___ Task input ___

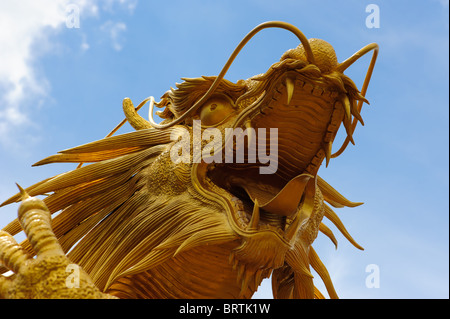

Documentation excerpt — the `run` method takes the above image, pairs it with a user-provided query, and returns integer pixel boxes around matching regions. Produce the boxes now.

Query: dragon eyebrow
[149,21,315,129]
[331,43,379,158]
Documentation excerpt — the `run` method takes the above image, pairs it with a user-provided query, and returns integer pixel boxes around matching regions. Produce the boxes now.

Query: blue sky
[0,0,449,298]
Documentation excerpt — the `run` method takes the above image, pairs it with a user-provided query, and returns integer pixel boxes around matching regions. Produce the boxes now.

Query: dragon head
[1,22,377,298]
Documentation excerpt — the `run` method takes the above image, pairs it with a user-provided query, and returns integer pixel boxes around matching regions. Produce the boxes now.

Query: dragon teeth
[285,77,295,105]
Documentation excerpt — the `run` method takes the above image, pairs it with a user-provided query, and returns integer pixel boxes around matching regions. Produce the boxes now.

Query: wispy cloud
[0,0,137,155]
[101,21,127,51]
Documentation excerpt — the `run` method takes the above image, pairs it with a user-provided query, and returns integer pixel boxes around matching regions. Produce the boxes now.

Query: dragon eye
[200,94,234,126]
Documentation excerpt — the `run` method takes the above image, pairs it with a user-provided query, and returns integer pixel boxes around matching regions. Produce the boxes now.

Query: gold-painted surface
[0,22,378,298]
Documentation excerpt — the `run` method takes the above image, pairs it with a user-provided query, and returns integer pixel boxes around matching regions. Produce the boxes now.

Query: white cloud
[0,0,88,149]
[0,0,137,154]
[101,21,127,51]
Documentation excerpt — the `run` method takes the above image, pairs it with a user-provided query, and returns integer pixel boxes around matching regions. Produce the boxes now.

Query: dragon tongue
[244,174,313,216]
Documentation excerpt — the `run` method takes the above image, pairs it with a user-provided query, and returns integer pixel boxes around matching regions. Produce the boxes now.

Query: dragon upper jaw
[195,71,343,255]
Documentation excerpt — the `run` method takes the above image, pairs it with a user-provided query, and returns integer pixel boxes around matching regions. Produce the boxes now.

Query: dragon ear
[331,43,378,158]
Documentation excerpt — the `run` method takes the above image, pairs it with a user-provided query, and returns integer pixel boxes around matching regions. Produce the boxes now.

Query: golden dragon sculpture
[0,21,378,298]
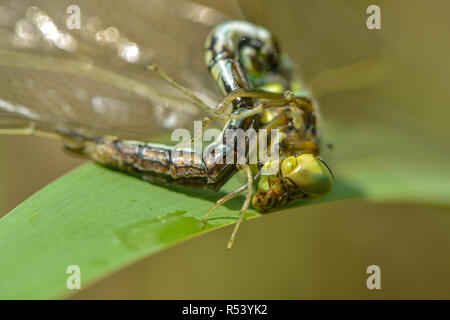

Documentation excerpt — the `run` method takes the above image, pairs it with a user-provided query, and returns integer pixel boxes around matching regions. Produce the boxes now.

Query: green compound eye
[281,154,334,199]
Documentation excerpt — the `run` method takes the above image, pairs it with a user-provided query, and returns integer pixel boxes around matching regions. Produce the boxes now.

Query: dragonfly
[0,1,334,248]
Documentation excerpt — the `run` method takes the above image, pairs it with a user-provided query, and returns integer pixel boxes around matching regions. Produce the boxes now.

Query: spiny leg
[227,165,253,249]
[200,171,262,228]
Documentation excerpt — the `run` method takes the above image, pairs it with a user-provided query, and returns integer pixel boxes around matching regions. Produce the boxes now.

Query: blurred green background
[0,0,450,299]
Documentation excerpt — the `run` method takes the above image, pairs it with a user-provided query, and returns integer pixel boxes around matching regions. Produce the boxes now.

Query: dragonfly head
[252,154,334,212]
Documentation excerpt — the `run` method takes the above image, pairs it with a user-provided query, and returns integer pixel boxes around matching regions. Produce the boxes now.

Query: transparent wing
[0,0,240,140]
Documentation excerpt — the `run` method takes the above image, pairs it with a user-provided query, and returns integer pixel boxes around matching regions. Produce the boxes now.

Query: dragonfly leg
[200,171,262,228]
[146,63,220,115]
[227,165,253,249]
[200,184,247,228]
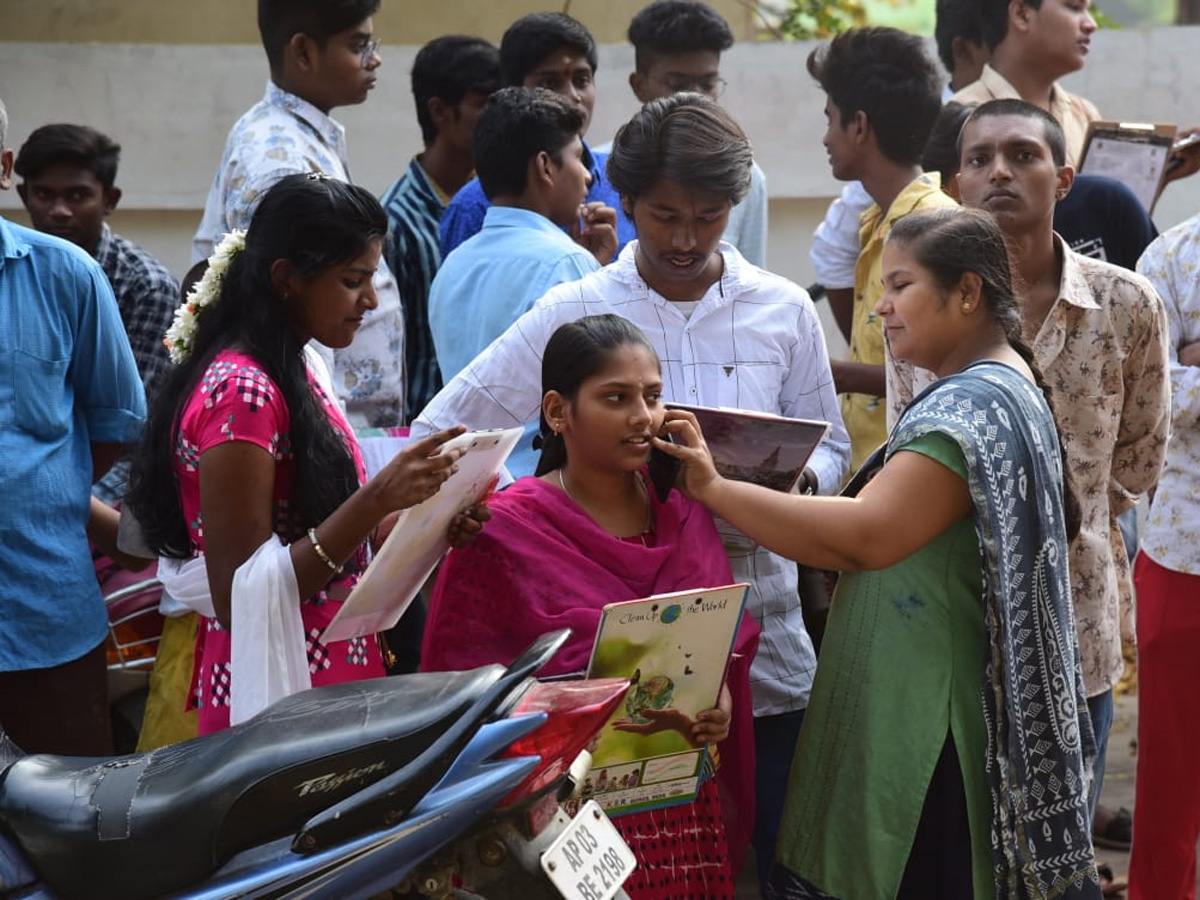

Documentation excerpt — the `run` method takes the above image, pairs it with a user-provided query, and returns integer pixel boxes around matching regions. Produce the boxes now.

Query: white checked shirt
[413,241,850,715]
[192,82,404,428]
[1138,215,1200,575]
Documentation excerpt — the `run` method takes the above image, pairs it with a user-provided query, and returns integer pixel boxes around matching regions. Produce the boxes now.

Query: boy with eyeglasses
[192,0,404,427]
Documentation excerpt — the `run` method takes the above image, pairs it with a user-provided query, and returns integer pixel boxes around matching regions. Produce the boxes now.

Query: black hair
[500,12,598,88]
[934,0,983,76]
[126,174,388,558]
[13,125,121,191]
[258,0,380,72]
[808,28,942,166]
[888,206,1081,539]
[606,94,754,204]
[474,88,583,200]
[534,312,659,475]
[413,35,500,146]
[920,100,974,186]
[958,97,1067,168]
[979,0,1042,50]
[628,0,733,74]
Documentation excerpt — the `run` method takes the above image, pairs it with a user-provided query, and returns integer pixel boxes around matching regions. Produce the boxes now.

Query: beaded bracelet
[308,528,342,575]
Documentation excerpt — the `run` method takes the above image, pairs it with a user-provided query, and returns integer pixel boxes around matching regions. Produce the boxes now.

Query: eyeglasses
[359,38,380,68]
[659,76,728,100]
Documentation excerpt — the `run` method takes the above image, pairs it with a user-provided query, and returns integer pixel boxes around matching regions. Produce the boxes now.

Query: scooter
[0,631,632,900]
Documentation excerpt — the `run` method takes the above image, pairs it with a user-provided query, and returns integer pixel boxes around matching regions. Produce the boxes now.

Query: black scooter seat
[0,666,504,900]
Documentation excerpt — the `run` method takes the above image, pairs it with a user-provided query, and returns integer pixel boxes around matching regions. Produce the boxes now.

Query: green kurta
[778,434,995,900]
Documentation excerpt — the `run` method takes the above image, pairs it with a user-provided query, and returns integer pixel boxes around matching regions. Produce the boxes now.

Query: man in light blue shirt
[0,103,146,756]
[430,88,617,476]
[440,12,635,265]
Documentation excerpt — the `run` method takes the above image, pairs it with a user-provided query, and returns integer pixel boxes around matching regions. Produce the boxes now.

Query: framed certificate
[1079,120,1175,212]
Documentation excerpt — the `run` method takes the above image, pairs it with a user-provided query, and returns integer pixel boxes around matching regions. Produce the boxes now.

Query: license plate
[541,800,637,900]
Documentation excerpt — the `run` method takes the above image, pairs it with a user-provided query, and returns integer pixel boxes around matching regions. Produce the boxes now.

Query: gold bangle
[308,528,342,575]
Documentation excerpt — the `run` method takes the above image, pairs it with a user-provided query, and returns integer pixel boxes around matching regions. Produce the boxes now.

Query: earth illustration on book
[625,670,674,725]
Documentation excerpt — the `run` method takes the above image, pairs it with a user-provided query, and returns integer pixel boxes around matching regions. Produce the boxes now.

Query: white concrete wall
[0,28,1200,296]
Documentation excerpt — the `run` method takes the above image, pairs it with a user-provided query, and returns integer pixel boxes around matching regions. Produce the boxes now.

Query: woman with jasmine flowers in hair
[127,175,479,733]
[655,208,1100,900]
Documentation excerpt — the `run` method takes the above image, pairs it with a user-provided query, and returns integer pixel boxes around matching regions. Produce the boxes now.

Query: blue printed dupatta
[888,361,1100,900]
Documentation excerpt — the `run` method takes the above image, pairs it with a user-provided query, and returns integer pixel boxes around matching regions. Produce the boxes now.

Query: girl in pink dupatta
[421,316,757,900]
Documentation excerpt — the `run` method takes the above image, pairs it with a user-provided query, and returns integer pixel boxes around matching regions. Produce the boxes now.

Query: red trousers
[1129,553,1200,900]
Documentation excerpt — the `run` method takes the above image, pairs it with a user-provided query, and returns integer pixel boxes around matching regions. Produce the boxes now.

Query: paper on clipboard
[320,428,524,643]
[1079,120,1176,212]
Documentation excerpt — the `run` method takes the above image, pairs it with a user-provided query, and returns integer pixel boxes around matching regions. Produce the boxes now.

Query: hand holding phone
[646,432,683,503]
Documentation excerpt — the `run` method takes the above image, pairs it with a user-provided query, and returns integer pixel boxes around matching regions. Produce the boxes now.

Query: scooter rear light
[500,678,629,808]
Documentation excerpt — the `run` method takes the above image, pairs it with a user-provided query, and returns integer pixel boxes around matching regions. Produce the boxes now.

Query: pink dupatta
[421,478,758,872]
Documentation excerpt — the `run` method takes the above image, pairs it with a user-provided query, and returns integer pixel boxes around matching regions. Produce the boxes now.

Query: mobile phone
[1171,134,1200,154]
[646,434,683,503]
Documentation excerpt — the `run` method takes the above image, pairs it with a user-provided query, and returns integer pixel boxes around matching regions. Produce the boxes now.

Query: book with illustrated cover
[667,403,829,553]
[667,403,829,492]
[582,584,748,816]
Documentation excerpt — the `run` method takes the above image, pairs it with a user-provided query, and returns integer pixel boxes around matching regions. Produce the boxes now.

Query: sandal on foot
[1092,806,1133,853]
[1096,863,1129,896]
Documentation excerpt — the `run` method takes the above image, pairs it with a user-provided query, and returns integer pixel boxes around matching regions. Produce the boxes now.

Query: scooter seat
[0,666,504,900]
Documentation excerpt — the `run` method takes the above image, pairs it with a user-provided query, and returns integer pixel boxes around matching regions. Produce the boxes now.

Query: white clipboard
[1079,120,1176,212]
[320,428,524,643]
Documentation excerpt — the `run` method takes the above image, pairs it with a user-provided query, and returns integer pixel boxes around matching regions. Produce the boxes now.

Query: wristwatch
[797,469,818,496]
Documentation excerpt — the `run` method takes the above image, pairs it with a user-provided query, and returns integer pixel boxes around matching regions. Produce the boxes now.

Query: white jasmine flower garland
[163,228,246,364]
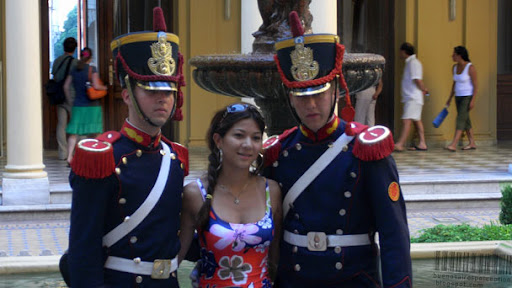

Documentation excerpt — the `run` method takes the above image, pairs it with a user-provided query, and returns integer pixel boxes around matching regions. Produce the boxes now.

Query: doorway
[337,0,396,131]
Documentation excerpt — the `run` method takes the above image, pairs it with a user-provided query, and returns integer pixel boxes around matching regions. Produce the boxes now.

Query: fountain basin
[189,53,386,135]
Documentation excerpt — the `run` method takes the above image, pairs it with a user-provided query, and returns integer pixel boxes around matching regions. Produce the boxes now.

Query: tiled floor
[0,144,512,257]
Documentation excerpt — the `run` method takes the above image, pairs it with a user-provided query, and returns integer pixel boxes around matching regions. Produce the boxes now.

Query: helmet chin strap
[124,74,176,128]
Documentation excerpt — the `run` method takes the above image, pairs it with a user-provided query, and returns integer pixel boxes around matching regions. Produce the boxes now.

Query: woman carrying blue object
[445,46,478,152]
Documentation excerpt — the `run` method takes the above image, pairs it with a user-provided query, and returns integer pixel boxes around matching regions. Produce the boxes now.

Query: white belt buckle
[308,232,327,251]
[151,259,171,279]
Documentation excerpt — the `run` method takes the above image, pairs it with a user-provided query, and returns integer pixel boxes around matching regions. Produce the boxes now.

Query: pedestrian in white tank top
[445,46,478,152]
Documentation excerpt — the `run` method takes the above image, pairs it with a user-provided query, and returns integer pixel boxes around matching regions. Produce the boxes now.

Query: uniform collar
[300,115,340,142]
[121,119,162,148]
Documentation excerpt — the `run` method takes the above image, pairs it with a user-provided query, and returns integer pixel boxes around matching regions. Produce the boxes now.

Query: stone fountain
[190,0,385,135]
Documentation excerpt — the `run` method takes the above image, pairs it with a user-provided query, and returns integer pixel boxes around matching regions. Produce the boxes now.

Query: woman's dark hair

___

> _What to do_:
Give back, word for word, every line from the start of the items up to and including the line with "[200,94,234,126]". Omit the pictures from your reply.

> _Full solution_:
Documentation excerpt — the `run` method takes the above image, pairs it with a user-provided query, and returns integer pixel boxes around matching regions. Produce the boxes now.

Query: dragon eyebrow
[149,21,315,129]
[331,43,379,158]
Documentation excerpt — the `run` method takes the above image, pairs it with a user-provided query, and returns integer pixel boxes around matching regions. Produce the boxes now.

Query: blue sky
[0,0,449,298]
Documentation excerpt — the `run` method takes the above image, pairs it with a user-provided query, and returns integer pixel boxes around matching regions. Produce the boxes now.

Query: dragon head
[1,22,377,298]
Documentation excerpt — the `run` method takes the above image, pairs it with a user-provided query, and returns integer pixel boxes around matching regions. Produce the boxes now.

Query: dragon teeth
[285,77,295,105]
Documentation excerpt — the `run` method takes the above image, pairs it with a user-provided query, and returns integer pixel boxes around matching regions. Produce the boxes now.

Query: wispy cloud
[0,0,137,155]
[101,21,127,51]
Documentation excerpt — the `run` method takes the above image, pairs it with a user-provided query, and returns integer pixel boxes around matching regions. Produce the boxes now.

Query: dragon eye
[200,94,234,126]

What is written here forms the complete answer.